- [EXERCISE DESCRIPTION] For the word "target", return each line of the data in which it occurs.
---------- RECORDED DATA
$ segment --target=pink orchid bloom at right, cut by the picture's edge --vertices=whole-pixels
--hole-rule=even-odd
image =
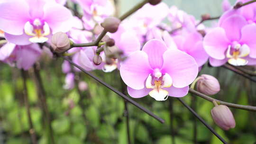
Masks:
[[[233,15],[204,37],[203,45],[210,55],[210,64],[226,62],[235,65],[256,64],[256,25],[247,25],[245,18]]]

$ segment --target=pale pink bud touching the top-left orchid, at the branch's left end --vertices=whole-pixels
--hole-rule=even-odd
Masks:
[[[57,53],[62,53],[70,48],[70,40],[63,32],[57,32],[52,36],[51,46]]]

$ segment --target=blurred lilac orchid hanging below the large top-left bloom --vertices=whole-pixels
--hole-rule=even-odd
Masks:
[[[37,44],[15,45],[7,43],[0,48],[0,61],[28,70],[40,58],[42,50]]]

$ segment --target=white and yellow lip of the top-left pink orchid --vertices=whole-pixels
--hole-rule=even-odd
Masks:
[[[24,31],[28,36],[33,36],[29,38],[30,42],[44,43],[48,40],[48,38],[45,36],[50,34],[50,27],[46,22],[44,22],[44,25],[42,26],[42,22],[36,18],[33,21],[33,25],[27,21],[24,26]]]

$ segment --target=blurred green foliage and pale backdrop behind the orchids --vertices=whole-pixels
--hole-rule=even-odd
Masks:
[[[119,0],[120,13],[132,8],[140,0]],[[163,0],[169,6],[200,19],[201,14],[219,16],[222,13],[222,0]],[[230,0],[233,4],[235,0]],[[210,25],[208,22],[206,25]],[[49,130],[42,112],[40,92],[37,90],[37,72],[45,89],[46,102],[51,117],[55,144],[128,144],[124,100],[114,92],[97,83],[83,73],[76,74],[76,82],[85,81],[84,90],[64,90],[65,75],[61,71],[62,59],[42,57],[35,69],[25,73],[27,94],[31,108],[31,118],[39,144],[48,142]],[[122,91],[119,72],[93,71],[111,86]],[[220,81],[221,91],[212,96],[223,101],[256,106],[255,84],[222,67],[210,68],[206,64],[201,74],[211,74]],[[0,63],[0,144],[30,144],[29,123],[27,119],[23,92],[25,85],[21,71]],[[44,92],[43,92],[44,93]],[[81,97],[82,96],[82,97]],[[182,98],[191,105],[192,97]],[[134,99],[139,104],[165,119],[161,124],[140,109],[128,104],[130,139],[132,144],[193,144],[192,114],[175,98],[155,101],[150,97]],[[171,107],[170,103],[173,103]],[[173,113],[170,114],[170,108]],[[236,127],[223,131],[213,123],[210,110],[213,104],[197,98],[197,112],[229,144],[256,144],[256,113],[231,108],[236,119]],[[170,119],[173,118],[171,129]],[[201,122],[197,122],[198,144],[221,144]]]

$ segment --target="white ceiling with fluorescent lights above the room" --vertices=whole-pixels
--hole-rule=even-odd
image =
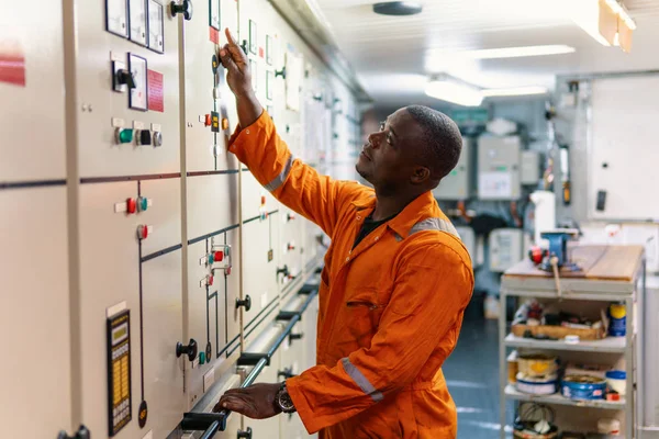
--------------------
- [ANSWER BOX]
$ segment --target=pink orchid bloom at right, cut by the picture's edge --vertices=whole-pixels
$ segment --target=pale pink bud touching the top-left orchid, at the branch's left end --vertices=whole-pixels
$ segment --target=blurred lilac orchid hanging below the large top-left bloom --vertices=whole-pixels
$ segment --target=white and yellow lip of the top-left pink orchid --vertices=whole-pixels
$ segment --target=blurred green foliage and pale backdrop behind the orchids --vertices=whole-pixels
$ segment --target="white ceiling with fluorescent lights above the room" --vertices=whole-pixels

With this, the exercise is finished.